[EXERCISE SET]:
**1.** Using the text on men's freestyle 57 kg wrestling at the 1958 Asian Games, decide whether each statement agrees with it: (a) the event took place at the Korakuen Ice Palace; (b) a wrestler was eliminated after reaching 6 negative points; (c) four wrestlers advanced to the final round. Answer yes or no for each, quoting the words from the text that settle it.
**2.** Name every medal winner in the text on men's freestyle 57 kg wrestling at the 1958 Asian Games, with the medal and nation for each.

- Venue: Korakuen Ice Palace
- Dates: 25–27 May 1958
- Competitors: 5 from 5 nations

Medalists
| gold medal | Minoru Iizuka | Japan |
| silver medal | Muhammad Akhtar | Pakistan |
| bronze medal | Gholam Hossein Zandi | Iran |

= Wrestling at the 1958 Asian Games – Men's freestyle 57 kg =

The men's freestyle 57 kilograms (bantamweight) freestyle wrestling competition at the 1958 Asian Games in Tokyo was held from 25 to 27 May 1958.

The competition used a form of negative points tournament, with negative points given for any result short of a fall. Accumulation of 6 negative points eliminated the wrestler. When three wrestlers remained, they advanced to a final round. These 3 wrestlers each faced each other in a round-robin (with earlier results counting, if any had wrestled another before); record within the medal round determined medals, with bad points breaking ties.

==Schedule==
All times are Japan Standard Time (UTC+09:00)

[STORED ROWS]:
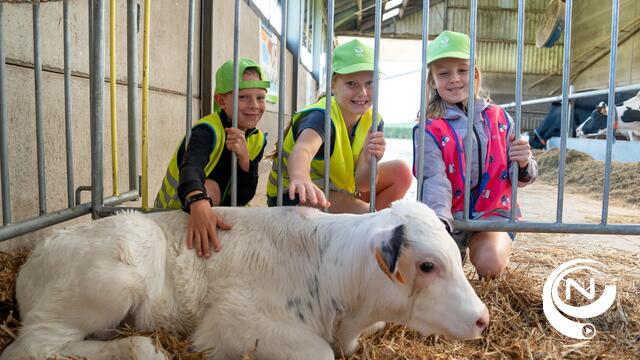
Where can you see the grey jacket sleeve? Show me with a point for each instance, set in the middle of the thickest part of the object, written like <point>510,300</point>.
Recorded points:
<point>436,188</point>
<point>531,171</point>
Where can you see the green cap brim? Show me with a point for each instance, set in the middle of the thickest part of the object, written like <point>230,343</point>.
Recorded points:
<point>354,68</point>
<point>254,84</point>
<point>450,54</point>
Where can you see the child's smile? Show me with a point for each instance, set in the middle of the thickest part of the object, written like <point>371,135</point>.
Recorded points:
<point>451,78</point>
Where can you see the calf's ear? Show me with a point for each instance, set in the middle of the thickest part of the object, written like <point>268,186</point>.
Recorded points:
<point>388,251</point>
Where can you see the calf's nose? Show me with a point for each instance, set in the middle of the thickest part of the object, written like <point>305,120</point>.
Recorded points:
<point>483,321</point>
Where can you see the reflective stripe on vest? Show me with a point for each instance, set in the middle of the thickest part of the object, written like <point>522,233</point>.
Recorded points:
<point>168,195</point>
<point>494,188</point>
<point>343,158</point>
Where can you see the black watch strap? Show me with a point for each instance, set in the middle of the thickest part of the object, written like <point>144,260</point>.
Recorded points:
<point>196,197</point>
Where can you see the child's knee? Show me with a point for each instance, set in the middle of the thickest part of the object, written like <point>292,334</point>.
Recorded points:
<point>400,174</point>
<point>489,262</point>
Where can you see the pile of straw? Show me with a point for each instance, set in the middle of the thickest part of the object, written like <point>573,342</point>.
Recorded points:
<point>518,328</point>
<point>585,175</point>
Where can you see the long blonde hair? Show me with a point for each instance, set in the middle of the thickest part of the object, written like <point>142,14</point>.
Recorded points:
<point>437,107</point>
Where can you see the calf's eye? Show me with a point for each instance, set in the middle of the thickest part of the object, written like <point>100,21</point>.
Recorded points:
<point>426,267</point>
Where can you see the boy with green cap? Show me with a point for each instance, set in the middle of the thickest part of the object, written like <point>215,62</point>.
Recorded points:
<point>351,144</point>
<point>494,148</point>
<point>200,176</point>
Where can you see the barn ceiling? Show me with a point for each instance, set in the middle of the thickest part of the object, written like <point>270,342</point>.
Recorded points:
<point>358,16</point>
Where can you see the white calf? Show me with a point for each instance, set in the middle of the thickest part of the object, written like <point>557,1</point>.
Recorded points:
<point>299,283</point>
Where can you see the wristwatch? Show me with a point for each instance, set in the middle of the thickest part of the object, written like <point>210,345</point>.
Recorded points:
<point>196,197</point>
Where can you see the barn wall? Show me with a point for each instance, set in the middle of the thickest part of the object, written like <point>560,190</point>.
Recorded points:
<point>167,103</point>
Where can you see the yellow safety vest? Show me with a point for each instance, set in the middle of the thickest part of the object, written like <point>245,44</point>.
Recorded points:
<point>168,195</point>
<point>343,159</point>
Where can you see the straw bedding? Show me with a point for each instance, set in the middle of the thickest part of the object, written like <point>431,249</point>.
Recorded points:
<point>518,328</point>
<point>585,175</point>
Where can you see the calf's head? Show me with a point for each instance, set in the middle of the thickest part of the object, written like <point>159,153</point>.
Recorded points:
<point>425,284</point>
<point>596,123</point>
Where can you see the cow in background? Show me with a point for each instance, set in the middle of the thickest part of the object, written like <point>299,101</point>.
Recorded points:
<point>626,120</point>
<point>583,108</point>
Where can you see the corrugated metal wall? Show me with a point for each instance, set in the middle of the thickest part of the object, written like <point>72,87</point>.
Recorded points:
<point>497,27</point>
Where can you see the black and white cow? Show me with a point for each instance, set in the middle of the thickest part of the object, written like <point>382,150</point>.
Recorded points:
<point>626,120</point>
<point>582,110</point>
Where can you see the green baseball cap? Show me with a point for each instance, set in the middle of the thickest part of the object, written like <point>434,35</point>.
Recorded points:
<point>449,44</point>
<point>351,57</point>
<point>224,76</point>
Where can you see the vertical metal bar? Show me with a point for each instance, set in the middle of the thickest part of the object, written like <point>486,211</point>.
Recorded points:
<point>423,100</point>
<point>4,130</point>
<point>566,65</point>
<point>518,120</point>
<point>207,76</point>
<point>144,188</point>
<point>572,104</point>
<point>97,107</point>
<point>192,9</point>
<point>68,126</point>
<point>281,95</point>
<point>470,109</point>
<point>132,91</point>
<point>611,113</point>
<point>112,87</point>
<point>327,113</point>
<point>37,68</point>
<point>236,84</point>
<point>376,91</point>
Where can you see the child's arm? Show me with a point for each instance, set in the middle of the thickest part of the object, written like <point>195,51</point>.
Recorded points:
<point>375,145</point>
<point>237,143</point>
<point>299,167</point>
<point>436,188</point>
<point>519,150</point>
<point>203,221</point>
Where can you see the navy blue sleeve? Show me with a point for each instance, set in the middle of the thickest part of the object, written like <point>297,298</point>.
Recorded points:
<point>194,160</point>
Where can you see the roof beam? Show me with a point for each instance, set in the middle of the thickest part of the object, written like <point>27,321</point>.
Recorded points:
<point>402,8</point>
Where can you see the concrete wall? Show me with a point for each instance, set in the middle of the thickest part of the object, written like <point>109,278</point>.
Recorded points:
<point>591,25</point>
<point>167,105</point>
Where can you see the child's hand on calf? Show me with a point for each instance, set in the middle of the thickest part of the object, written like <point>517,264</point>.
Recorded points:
<point>375,144</point>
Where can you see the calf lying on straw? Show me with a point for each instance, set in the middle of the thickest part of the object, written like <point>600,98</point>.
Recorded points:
<point>289,283</point>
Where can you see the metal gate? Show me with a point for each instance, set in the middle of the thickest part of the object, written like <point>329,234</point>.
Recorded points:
<point>100,205</point>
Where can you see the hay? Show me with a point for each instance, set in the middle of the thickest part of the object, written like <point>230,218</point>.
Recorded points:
<point>584,175</point>
<point>518,328</point>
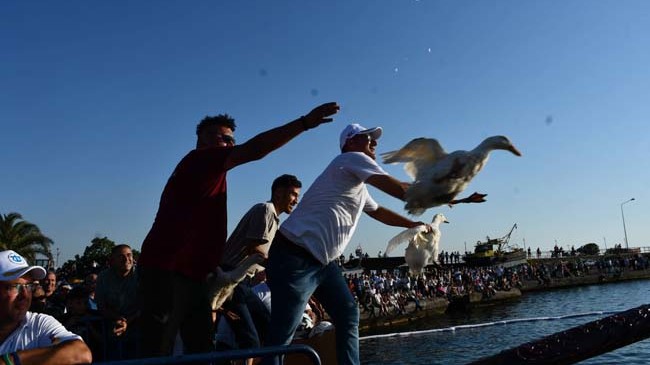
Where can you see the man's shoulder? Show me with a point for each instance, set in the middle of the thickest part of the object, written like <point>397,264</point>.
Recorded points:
<point>262,209</point>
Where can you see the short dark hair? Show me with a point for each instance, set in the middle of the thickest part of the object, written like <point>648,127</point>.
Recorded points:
<point>285,181</point>
<point>224,120</point>
<point>77,293</point>
<point>118,248</point>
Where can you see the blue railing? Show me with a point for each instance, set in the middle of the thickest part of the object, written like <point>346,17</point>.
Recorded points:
<point>223,356</point>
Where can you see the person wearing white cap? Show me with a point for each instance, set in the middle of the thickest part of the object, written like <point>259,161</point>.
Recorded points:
<point>302,258</point>
<point>31,338</point>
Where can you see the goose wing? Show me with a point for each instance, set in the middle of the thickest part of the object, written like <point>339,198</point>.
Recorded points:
<point>406,235</point>
<point>418,155</point>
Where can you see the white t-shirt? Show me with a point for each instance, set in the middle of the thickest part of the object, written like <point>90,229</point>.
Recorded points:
<point>325,219</point>
<point>36,330</point>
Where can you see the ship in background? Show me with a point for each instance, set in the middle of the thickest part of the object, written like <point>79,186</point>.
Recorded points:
<point>496,251</point>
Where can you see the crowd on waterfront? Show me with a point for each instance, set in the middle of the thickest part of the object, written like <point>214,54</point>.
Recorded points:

[RESULTS FOR EACH TASK]:
**1.**
(a) Yes: "Venue: Korakuen Ice Palace"
(b) Yes: "Accumulation of 6 negative points eliminated the wrestler."
(c) No: "When three wrestlers remained, they advanced to a final round."

**2.**
- Minoru Iizuka: gold medal, Japan
- Muhammad Akhtar: silver medal, Pakistan
- Gholam Hossein Zandi: bronze medal, Iran